### Page excerpt

# # # # #

Metadata-Version: 2.4
Name: pdf-watermark-removal-otsu-inpaint
Version: 0.2.0
Summary: Remove watermarks from PDF using Otsu threshold segmentation and OpenCV inpaint
Author: Tinnci
License: MIT
Keywords: image-processing,inpaint,otsu,pdf,removal,watermark
Classifier: Development Status :: 4 - Beta
Classifier: Intended Audience :: Developers
Classifier: License :: OSI Approved :: MIT License
Classifier: Operating System :: OS Independent
Classifier: Programming Language :: Python :: 3
Classifier: Programming Language :: Python :: 3.8
Classifier: Programming Language :: Python :: 3.9
Classifier: Programming Language :: Python :: 3.10
Classifier: Programming Language :: Python :: 3.11
Classifier: Programming Language :: Python :: 3.12
Classifier: Topic :: Multimedia :: Graphics :: Presentation
Classifier: Topic :: Office/Business
Requires-Python: >=3.8
Requires-Dist: click>=8.0.0
Requires-Dist: numpy>=1.21.0
Requires-Dist: opencv-python>=4.8.0
Requires-Dist: pillow>=9.0.0
Requires-Dist: pymupdf>=1.23.0
Requires-Dist: pypdf>=3.0.0
Requires-Dist: rich>=13.0.0
Provides-Extra: dev
Requires-Dist: black>=23.0.0; extra == 'dev'
Requires-Dist: pytest>=7.0.0; extra == 'dev'
Requires-Dist: ruff>=0.1.0; extra == 'dev'
Description-Content-Type: text/markdown

# PDF Watermark Removal Tool

[![PyPI version](https://badge.fury.io/py/pdf-watermark-removal-otsu-inpaint.svg)](https://pypi.org/project/pdf-watermark-removal-otsu-inpaint/)
[![Version](https://img.shields.io/badge/version-0.1.0-green.svg)](https://github.com/Tinnci/pdf-watermark-removal-otsu-inpaint/releases)
[![Python 3.8+](https://img.shields.io/badge/python-3.8%2B-blue.svg)](https://www.python.org/downloads/)
[![License: MIT](https://img.shields.io/badge/License-MIT-yellow.svg)](https://opensource.org/licenses/MIT)

# # # # #

(Data records)

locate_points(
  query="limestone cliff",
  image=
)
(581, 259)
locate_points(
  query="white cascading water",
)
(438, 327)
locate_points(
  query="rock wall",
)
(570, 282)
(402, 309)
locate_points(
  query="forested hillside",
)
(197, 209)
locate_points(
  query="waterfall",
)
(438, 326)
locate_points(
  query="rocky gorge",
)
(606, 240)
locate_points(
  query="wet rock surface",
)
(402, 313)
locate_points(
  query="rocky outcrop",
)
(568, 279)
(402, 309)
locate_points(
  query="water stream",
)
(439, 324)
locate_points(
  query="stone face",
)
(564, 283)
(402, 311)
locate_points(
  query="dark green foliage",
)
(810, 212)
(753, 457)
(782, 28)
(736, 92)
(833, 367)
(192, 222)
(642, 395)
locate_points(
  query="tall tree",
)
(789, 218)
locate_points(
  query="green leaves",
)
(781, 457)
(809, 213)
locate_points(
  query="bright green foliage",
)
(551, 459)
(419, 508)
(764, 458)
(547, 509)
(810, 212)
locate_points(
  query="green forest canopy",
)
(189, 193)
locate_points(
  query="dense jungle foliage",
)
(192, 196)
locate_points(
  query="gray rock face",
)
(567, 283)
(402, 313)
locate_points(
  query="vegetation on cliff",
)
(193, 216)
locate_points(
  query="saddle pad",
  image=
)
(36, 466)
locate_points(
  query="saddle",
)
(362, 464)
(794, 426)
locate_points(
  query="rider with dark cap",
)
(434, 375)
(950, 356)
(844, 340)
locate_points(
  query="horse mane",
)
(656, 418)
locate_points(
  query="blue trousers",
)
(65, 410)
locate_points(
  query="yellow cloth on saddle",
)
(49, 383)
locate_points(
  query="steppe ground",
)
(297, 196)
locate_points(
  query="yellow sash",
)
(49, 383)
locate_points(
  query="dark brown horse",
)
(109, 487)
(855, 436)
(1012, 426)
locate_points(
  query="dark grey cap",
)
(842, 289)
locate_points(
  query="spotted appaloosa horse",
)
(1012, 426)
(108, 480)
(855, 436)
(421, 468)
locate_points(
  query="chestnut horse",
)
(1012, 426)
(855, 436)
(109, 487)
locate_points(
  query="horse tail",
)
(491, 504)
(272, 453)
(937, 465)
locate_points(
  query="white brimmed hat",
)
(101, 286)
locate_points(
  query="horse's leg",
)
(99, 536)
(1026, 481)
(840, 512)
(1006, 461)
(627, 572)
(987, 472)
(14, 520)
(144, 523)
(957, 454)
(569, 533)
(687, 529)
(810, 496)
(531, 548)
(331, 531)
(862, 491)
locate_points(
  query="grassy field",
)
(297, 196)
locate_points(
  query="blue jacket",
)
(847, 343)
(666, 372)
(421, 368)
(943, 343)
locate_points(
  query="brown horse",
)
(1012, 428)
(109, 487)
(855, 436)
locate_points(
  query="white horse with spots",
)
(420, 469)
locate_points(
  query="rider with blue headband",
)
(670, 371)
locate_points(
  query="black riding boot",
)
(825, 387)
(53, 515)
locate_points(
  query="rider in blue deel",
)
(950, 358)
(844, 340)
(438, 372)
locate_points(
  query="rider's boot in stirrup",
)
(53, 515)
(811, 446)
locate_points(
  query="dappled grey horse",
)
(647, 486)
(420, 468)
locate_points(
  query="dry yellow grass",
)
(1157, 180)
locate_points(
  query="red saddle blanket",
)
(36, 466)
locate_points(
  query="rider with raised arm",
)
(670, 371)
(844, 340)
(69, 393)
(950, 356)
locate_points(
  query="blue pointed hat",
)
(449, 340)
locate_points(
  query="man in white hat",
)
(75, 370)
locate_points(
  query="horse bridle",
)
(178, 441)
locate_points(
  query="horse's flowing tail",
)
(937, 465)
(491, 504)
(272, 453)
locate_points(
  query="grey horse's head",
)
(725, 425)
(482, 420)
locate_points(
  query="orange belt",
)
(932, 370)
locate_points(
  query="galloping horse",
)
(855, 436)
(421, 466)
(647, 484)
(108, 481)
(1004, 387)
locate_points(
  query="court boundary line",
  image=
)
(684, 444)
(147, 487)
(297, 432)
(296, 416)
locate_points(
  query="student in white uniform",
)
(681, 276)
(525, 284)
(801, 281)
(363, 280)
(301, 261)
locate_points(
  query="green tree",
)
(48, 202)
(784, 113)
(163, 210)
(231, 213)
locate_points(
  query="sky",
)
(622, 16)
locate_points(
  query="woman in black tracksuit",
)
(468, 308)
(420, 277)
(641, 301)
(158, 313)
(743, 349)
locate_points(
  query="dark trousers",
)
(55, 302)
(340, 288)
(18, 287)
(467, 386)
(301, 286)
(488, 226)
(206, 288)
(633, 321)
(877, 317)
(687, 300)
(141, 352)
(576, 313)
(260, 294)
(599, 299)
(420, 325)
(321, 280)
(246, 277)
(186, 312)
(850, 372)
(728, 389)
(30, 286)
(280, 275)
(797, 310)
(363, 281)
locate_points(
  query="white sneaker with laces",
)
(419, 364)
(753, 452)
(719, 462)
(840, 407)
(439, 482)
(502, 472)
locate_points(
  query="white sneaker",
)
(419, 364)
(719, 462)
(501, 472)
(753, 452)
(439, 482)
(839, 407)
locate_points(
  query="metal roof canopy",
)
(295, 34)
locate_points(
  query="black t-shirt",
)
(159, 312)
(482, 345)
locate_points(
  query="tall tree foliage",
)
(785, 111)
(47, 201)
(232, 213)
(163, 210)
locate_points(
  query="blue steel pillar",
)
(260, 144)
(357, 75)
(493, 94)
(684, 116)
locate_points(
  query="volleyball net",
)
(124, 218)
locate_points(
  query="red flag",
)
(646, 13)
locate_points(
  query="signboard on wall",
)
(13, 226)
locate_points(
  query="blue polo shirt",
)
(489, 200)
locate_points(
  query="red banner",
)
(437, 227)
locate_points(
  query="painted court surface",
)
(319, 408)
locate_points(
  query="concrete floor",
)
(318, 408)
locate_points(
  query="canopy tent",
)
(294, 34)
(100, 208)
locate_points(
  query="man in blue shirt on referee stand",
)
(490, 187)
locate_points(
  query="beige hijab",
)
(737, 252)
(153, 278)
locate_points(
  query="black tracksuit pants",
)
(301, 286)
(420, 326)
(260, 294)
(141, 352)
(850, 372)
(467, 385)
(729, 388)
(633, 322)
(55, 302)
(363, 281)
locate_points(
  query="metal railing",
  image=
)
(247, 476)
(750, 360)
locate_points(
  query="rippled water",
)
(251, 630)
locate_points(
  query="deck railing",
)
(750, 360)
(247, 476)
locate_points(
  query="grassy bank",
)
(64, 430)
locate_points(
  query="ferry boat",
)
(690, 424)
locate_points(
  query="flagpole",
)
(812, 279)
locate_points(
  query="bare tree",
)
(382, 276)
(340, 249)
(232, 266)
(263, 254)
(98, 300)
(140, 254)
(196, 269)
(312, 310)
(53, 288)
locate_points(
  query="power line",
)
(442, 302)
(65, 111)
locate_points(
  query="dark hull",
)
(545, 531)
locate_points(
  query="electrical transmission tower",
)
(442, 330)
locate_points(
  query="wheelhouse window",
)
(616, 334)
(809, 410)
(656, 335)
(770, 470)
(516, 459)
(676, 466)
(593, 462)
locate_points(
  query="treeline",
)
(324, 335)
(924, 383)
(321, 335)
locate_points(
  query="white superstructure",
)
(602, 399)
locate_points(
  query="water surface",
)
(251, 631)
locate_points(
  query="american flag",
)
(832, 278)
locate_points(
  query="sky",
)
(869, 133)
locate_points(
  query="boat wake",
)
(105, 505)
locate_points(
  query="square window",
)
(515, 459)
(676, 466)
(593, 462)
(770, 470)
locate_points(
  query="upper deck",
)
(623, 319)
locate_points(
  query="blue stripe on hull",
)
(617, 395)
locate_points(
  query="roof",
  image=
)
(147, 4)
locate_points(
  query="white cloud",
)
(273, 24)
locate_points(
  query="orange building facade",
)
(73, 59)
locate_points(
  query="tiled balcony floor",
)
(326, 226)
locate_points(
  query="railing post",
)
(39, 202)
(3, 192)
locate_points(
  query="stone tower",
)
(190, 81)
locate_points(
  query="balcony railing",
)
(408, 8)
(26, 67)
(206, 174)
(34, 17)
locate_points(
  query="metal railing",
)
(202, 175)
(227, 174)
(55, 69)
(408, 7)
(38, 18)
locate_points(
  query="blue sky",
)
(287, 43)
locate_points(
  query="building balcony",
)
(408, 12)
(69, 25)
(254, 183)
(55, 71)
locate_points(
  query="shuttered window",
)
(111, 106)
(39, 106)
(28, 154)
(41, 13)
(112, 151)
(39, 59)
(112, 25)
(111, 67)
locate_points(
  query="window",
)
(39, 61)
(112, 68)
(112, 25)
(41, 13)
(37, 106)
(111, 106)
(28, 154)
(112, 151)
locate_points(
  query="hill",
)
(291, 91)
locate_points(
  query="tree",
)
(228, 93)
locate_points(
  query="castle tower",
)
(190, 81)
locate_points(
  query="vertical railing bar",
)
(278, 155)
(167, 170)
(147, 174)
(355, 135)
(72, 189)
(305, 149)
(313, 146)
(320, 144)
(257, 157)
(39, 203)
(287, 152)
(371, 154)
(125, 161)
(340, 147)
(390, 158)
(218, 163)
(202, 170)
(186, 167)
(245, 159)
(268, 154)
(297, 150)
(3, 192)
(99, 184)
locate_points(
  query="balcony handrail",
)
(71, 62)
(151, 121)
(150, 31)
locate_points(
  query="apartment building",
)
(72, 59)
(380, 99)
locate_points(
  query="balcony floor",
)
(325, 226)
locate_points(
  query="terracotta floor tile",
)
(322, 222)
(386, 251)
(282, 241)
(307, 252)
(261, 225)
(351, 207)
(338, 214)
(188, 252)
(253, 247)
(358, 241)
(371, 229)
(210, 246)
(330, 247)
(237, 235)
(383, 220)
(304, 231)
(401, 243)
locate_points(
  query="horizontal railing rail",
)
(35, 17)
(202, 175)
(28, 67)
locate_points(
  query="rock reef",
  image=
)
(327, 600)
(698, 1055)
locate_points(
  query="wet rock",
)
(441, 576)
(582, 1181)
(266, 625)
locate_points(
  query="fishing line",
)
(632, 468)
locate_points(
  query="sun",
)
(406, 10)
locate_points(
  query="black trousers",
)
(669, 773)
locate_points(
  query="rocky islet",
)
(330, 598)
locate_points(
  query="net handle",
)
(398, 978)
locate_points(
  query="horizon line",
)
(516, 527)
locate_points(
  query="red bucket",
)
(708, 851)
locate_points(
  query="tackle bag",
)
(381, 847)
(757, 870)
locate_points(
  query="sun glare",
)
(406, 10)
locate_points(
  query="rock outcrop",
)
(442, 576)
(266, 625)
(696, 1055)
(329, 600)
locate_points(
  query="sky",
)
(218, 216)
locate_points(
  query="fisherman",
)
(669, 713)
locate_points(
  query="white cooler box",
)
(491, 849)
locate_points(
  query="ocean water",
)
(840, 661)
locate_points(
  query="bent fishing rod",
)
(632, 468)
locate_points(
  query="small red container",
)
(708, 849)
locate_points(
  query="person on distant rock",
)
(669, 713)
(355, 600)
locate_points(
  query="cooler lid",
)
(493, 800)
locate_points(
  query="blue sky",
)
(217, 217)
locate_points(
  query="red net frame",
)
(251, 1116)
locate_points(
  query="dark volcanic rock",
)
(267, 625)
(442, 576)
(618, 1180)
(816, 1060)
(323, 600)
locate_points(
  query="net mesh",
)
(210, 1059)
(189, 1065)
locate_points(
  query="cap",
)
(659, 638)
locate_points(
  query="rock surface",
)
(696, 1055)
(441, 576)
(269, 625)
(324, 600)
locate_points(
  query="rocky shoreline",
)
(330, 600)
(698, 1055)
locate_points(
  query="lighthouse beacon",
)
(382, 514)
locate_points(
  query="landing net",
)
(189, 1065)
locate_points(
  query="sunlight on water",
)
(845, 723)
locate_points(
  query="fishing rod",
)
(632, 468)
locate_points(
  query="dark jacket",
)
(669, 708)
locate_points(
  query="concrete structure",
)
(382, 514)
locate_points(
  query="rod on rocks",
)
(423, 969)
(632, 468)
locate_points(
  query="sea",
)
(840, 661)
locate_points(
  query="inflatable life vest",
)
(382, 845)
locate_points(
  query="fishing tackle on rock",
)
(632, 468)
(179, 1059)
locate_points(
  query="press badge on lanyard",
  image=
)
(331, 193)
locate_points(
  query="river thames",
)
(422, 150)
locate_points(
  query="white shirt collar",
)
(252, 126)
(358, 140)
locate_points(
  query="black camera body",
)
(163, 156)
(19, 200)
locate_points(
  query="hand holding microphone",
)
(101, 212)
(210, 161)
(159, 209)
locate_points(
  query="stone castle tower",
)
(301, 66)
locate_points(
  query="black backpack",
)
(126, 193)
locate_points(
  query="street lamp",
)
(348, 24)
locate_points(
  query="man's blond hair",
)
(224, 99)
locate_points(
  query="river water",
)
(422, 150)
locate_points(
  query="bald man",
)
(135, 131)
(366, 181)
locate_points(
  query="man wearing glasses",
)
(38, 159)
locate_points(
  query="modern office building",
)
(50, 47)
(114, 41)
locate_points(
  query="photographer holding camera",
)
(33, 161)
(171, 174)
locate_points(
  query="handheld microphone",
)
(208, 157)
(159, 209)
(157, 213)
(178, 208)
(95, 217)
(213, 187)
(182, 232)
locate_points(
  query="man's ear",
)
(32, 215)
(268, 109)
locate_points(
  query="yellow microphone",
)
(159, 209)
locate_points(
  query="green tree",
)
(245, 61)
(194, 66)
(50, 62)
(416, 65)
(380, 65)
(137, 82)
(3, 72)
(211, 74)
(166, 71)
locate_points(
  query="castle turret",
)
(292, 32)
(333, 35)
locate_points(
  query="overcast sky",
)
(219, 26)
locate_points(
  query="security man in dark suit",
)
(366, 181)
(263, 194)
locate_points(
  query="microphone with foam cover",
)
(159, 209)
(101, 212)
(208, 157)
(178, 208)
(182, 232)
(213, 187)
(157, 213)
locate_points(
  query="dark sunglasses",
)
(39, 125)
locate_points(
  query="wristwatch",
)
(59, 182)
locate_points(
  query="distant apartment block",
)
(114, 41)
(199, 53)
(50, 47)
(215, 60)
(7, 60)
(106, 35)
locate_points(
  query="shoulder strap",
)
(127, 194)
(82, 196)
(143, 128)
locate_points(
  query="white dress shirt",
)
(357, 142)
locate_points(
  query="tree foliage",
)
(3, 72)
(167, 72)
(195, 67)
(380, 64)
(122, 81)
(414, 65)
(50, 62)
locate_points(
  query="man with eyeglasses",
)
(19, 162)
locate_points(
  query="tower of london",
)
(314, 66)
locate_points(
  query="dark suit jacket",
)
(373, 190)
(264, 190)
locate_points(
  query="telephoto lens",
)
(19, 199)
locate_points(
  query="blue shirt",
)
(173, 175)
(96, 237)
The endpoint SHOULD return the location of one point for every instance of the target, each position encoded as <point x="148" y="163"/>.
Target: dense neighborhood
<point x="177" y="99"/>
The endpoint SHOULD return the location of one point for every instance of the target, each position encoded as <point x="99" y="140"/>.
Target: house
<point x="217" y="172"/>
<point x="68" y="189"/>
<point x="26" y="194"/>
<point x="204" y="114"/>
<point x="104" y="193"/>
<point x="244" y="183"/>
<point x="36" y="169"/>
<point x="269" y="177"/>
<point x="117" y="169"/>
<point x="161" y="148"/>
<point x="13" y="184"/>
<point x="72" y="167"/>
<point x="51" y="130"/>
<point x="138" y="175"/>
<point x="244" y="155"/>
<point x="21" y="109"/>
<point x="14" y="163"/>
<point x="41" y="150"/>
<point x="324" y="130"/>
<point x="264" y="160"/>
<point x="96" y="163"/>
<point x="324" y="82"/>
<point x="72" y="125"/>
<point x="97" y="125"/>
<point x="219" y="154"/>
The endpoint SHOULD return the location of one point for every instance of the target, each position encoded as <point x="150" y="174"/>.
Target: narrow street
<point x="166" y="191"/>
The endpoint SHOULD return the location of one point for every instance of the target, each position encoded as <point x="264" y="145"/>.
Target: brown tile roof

# # # # #

### To do
(1) From the watermark removal package metadata, list each required package that is not limited to the dev extra, along with its minimum version.
(2) Pick up the PDF watermark removal page after its last badge line and write the next part.

### Written answers
(1)
click>=8.0.0
numpy>=1.21.0
opencv-python>=4.8.0
pillow>=9.0.0
pymupdf>=1.23.0
pypdf>=3.0.0
rich>=13.0.0

(2)
[![GitHub](https://img.shields.io/badge/GitHub-Tinnci-black.svg)](https://github.com/Tinnci/pdf-watermark-removal-otsu-inpaint)

A command-line tool to remove watermarks from PDF files using advanced image processing techniques including adaptive thresholding, intelligent color detection, and OpenCV inpainting. Features interactive watermark color selection and beautiful CLI with progress visualization.

## 🎯 Key Features

- **Intelligent Color Detection**: Automatically classifies colors as BACKGROUND, WATERMARK, TEXT, or NOISE
  - Multi-pass analysis with confidence scoring
  - Interactive visual color picker with preview
  - Smart background protection to avoid false positives
  
- **Advanced Watermark Detection**:
  - Adaptive Gaussian thresholding for better precision than traditional Otsu
  - Combined color and saturation analysis
  - Automatic background (white area) exclusion
  - Morphological operations for noise removal
  
- **Precision Inpainting**:
  - OpenCV TELEA algorithm with dynamic radius adjustment
  - Coverage-based parameter optimization
  - Progressive multi-pass removal for stubborn watermarks
  - Accurate color space handling (RGB ↔ BGR conversion)

- **Production Quality CLI**:
  - Beautiful Rich-formatted panels and progress bars
  - Internationalization support (English & Chinese)
  - Detailed logging and statistics
  - Robust error handling

- **Flexible Processing**:
  - Batch process multiple pages
  - Select specific pages or ranges
  - Adjustable DPI for different quality needs
  - Per-page statistics and coverage reporting

## Installation

### Using uv (recommended)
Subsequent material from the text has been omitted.